Named-object pointing records
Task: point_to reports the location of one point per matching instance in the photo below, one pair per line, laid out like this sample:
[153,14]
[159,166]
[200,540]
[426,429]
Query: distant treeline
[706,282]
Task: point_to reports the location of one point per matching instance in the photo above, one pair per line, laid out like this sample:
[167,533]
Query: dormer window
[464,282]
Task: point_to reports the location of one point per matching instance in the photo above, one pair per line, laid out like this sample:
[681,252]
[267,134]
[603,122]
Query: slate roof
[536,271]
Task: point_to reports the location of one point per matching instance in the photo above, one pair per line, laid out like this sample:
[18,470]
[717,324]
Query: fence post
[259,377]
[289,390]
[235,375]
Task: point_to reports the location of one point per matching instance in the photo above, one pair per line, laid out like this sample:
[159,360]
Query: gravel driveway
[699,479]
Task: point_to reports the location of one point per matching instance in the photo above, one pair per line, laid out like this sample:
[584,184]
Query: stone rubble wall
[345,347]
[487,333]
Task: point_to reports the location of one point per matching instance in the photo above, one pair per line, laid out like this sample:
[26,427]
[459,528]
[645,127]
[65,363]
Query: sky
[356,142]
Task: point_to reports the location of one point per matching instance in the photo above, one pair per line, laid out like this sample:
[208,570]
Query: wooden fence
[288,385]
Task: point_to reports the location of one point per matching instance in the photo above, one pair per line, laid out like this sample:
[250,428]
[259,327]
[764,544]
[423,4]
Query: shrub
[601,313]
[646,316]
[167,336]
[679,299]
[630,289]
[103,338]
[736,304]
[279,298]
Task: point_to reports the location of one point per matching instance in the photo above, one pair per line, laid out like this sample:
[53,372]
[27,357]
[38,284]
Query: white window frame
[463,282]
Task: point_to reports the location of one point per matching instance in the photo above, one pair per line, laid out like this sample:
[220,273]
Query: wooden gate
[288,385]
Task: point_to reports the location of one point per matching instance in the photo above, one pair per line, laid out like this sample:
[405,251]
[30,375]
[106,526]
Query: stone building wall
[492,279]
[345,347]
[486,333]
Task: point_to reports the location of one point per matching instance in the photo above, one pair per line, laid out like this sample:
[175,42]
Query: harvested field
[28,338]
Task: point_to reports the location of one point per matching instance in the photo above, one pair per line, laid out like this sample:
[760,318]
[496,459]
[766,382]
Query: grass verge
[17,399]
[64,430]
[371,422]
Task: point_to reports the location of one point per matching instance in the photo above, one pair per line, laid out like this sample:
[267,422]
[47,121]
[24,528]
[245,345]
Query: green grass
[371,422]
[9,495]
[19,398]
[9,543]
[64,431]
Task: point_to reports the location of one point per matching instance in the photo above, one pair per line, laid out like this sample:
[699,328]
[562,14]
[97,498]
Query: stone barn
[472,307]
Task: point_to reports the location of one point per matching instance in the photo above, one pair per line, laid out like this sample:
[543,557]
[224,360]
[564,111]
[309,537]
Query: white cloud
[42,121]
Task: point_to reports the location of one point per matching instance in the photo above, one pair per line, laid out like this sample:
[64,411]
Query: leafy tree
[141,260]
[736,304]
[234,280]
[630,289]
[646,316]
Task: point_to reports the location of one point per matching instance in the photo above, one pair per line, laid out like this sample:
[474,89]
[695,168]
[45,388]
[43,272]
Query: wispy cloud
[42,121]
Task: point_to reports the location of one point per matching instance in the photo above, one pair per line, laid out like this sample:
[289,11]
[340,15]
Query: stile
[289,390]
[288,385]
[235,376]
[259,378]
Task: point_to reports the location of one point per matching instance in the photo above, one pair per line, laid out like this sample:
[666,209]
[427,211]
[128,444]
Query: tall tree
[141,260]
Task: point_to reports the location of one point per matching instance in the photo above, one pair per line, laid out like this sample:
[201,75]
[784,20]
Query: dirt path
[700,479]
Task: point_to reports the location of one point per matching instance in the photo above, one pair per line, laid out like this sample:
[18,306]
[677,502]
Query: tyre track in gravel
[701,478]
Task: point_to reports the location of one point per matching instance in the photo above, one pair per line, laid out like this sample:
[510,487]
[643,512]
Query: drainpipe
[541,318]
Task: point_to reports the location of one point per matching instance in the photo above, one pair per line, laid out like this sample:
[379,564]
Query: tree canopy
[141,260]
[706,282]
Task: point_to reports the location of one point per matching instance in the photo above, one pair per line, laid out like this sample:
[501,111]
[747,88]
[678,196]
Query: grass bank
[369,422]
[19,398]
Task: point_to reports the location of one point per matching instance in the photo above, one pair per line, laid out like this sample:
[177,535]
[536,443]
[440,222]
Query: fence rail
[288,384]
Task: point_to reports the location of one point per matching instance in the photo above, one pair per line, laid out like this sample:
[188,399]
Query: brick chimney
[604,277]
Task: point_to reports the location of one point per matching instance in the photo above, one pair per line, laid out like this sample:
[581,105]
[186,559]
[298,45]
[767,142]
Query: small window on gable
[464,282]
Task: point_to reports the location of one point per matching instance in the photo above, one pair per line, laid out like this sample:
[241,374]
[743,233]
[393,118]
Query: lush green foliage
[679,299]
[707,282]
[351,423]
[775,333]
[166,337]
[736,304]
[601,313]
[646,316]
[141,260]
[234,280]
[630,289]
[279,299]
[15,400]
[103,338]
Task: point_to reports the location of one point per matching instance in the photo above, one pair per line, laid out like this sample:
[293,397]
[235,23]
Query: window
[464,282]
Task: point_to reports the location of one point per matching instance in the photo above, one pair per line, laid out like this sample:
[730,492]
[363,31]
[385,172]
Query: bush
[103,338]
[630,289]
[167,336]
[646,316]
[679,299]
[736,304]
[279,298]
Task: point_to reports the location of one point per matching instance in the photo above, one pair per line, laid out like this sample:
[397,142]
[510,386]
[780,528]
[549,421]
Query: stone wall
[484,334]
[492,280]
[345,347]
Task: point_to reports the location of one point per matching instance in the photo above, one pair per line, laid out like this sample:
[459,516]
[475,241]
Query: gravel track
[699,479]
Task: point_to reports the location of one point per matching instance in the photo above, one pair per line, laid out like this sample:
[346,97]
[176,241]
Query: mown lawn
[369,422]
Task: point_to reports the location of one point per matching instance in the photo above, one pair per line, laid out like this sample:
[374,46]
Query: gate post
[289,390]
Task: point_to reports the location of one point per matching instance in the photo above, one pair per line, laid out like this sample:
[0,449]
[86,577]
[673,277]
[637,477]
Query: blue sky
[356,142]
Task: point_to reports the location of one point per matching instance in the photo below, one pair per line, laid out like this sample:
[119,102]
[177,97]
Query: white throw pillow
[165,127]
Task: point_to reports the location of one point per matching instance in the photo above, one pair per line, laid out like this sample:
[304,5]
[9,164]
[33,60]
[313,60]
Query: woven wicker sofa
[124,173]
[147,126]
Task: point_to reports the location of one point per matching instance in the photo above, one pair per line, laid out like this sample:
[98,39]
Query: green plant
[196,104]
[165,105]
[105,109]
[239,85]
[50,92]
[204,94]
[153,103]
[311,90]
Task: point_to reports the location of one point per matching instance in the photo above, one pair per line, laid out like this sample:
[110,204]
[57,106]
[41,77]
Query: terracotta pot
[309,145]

*Aim*
Type out the full listing again, exactly as given.

*Correct result*
Task: point_to reports the location of one point per matching instance in the photo below, one pair per line, laid out like this sample:
[153,14]
[159,166]
[200,540]
[426,429]
Query: distant treeline
[706,282]
Task: point_to reports the location of one point per matching instance in the photo above, one pair per line, laid out like this sample:
[167,533]
Query: dormer window
[464,282]
Task: point_to reports the location of one point per matching instance in the photo above, one pair per line, laid out like this sample:
[681,252]
[267,134]
[603,122]
Query: slate roof
[536,271]
Task: point_to reports the location of one point per matching instance in the photo above, one pair per line, laid out like this sample:
[18,470]
[717,324]
Query: fence post
[259,377]
[289,390]
[235,375]
Task: point_to reports the location of one point per matching instance in the photo above, one pair per line, laid out like this sample:
[159,360]
Query: gravel driveway
[699,479]
Task: point_to reports the location of one point per matching instance in the photo above, one pair per line, laid out like this sample:
[584,184]
Query: stone rubble wall
[345,347]
[487,333]
Task: point_to reports the location of one point per matching instance in the photo above, one pair per line, laid out like this sample:
[26,427]
[459,528]
[645,127]
[65,363]
Query: sky
[356,142]
Task: point_to reports the location of one point per matching instance in the photo above, one pair per line, laid out like this sample:
[208,570]
Query: wooden fence
[288,385]
Task: point_to reports the location of one point per matching instance in the photo above, one pair per line, laid out like this sample:
[250,428]
[259,327]
[764,544]
[423,4]
Query: shrub
[601,313]
[646,316]
[167,336]
[679,299]
[630,289]
[103,338]
[736,304]
[279,298]
Task: point_to reports the location of one point per matching instance in the photo above, one pair per line, laid out like this sample:
[53,372]
[27,357]
[38,284]
Query: white window frame
[463,282]
Task: point_to reports the location of one point per matching instance in the photo above, one pair per line, laid out like this sample:
[220,273]
Query: wooden gate
[288,385]
Task: point_to reports the location of one point per matching instance in the photo above, one pair per line, laid out like this sample:
[405,251]
[30,375]
[106,526]
Query: stone building wall
[492,279]
[345,347]
[486,333]
Task: point_to reports the location of one point per matching instance in the photo above, one pair per line, laid out like this sample:
[175,42]
Query: harvested field
[28,338]
Task: point_to reports the location of one point per matching instance in the photo above, one pair per line, laid out like this sample:
[760,318]
[496,459]
[766,382]
Query: grass verge
[17,399]
[64,430]
[371,422]
Task: point_to reports the location of one point per matching instance in the photo above, one pair per line, laid out like this sample:
[267,422]
[47,121]
[24,528]
[245,345]
Query: green grass
[371,422]
[9,495]
[19,398]
[9,543]
[64,431]
Task: point_to reports the location of one point per matching instance in the photo above, one pair per line, laid out like this sample:
[699,328]
[562,14]
[97,498]
Query: stone barn
[472,307]
Task: point_to reports the location of one point per matching instance in the photo above, one pair per line, laid out like this sample:
[543,557]
[224,360]
[564,111]
[309,537]
Query: white cloud
[42,121]
Task: point_to reports the location of one point per matching instance in the photo above, one pair per line, laid out like this sample:
[64,411]
Query: leafy tree
[141,260]
[736,304]
[234,280]
[630,289]
[646,316]
Task: point_to reports the location of one point per matching instance in the photo above, one pair per line, laid out like this sample:
[474,89]
[695,168]
[45,388]
[43,272]
Query: wispy cloud
[42,121]
Task: point_to reports the location of one point per matching instance in the photo above, one pair per line, laid out like this sample:
[289,11]
[340,15]
Query: stile
[289,390]
[288,385]
[235,376]
[259,378]
Task: point_to reports the location of one point per matching instance in the photo above, one pair per line, laid out like this sample:
[666,209]
[427,211]
[128,444]
Query: tall tree
[141,260]
Task: point_to reports the location of one point per matching instance in the photo above, one pair per line, laid out like this sample:
[201,75]
[784,20]
Query: dirt path
[700,479]
Task: point_to reports the location of one point per matching instance in the photo above, one pair per line, laid out like this sample:
[18,306]
[677,502]
Query: tyre track in gravel
[701,478]
Task: point_to reports the location of one point per matching instance in the photo above, one pair per line, laid out like this sample:
[510,487]
[643,512]
Query: drainpipe
[541,318]
Task: point_to reports the location of one point per matching instance in the photo above, one pair per line, laid out like this sample:
[379,564]
Query: tree canopy
[141,260]
[706,282]
Task: point_to reports the location of one point per matching instance in the photo above, one pair per line, laid out like this sample:
[501,111]
[747,88]
[678,196]
Query: grass bank
[369,422]
[19,398]
Task: point_to reports the location of one point per matching instance in the photo above, one pair per line, laid out like this sample:
[177,535]
[536,443]
[440,222]
Query: fence rail
[288,384]
Task: point_to reports the location of one point per matching instance in the photo above, one pair per line, laid out like this sample:
[188,399]
Query: brick chimney
[604,277]
Task: point_to reports the location of one point per matching instance in the photo above, one pair per line, laid out like this sample:
[581,105]
[186,559]
[298,45]
[767,142]
Query: small window on gable
[464,282]
Task: point_to reports the location of one point per matching instance in the photo above, one pair per line, laid out like this sample:
[241,374]
[743,233]
[393,118]
Query: lush green foliage
[679,299]
[707,282]
[351,423]
[775,333]
[166,337]
[736,304]
[601,313]
[646,316]
[141,260]
[234,280]
[630,289]
[279,299]
[15,400]
[103,338]
Task: point_to reports the location of one point per matching instance in the photo above, one pair per line, laid out like this sample:
[293,397]
[235,23]
Query: window
[464,282]
Task: point_to reports the location of one point per matching instance in the photo above, one pair per line, laid out like this sample:
[730,492]
[363,31]
[385,172]
Query: bush
[103,338]
[630,289]
[167,336]
[646,316]
[679,299]
[736,304]
[279,298]
Task: point_to reports the location of one point per matching instance in the photo above, one pair per line, laid out like this sample:
[397,142]
[510,386]
[780,528]
[549,421]
Query: stone wall
[484,334]
[492,280]
[345,347]
Task: point_to reports the location of one point per matching instance in the photo above, one pair per line, laid out like this sample:
[459,516]
[475,241]
Query: gravel track
[699,479]
Task: point_to reports the location of one point per matching instance in the photo above, one pair per line, laid out like this sample:
[346,97]
[176,241]
Query: mown lawn
[369,422]
Task: point_to reports the location of one point per matching instance in the photo above, one pair per line, laid out like this sample:
[374,46]
Query: gate post
[289,390]
Task: point_to reports the location of one point per matching instance in the photo above, one pair per line, laid out like this sample:
[0,449]
[86,577]
[673,277]
[637,477]
Query: blue sky
[356,142]
Task: point_to reports the location of one point per matching instance in the photo below, one pair per line, laid out like this sample:
[119,102]
[177,97]
Query: white throw pillow
[165,127]
Task: point_to reports the location of one point per matching instance in the photo above, one pair per line, laid out like this sample:
[304,5]
[9,164]
[33,60]
[313,60]
Query: woven wicker sofa
[124,173]
[147,126]
Task: point_to reports the location of one point per matching instance in the photo above, one pair per line, laid out like this sample:
[98,39]
Query: green plant
[196,104]
[165,105]
[105,109]
[239,85]
[50,92]
[204,94]
[153,103]
[311,90]
Task: point_to reports the location of one point per matching instance in the photo above, one pair per line, laid out like this sample:
[110,204]
[57,106]
[41,77]
Query: terracotta pot
[309,145]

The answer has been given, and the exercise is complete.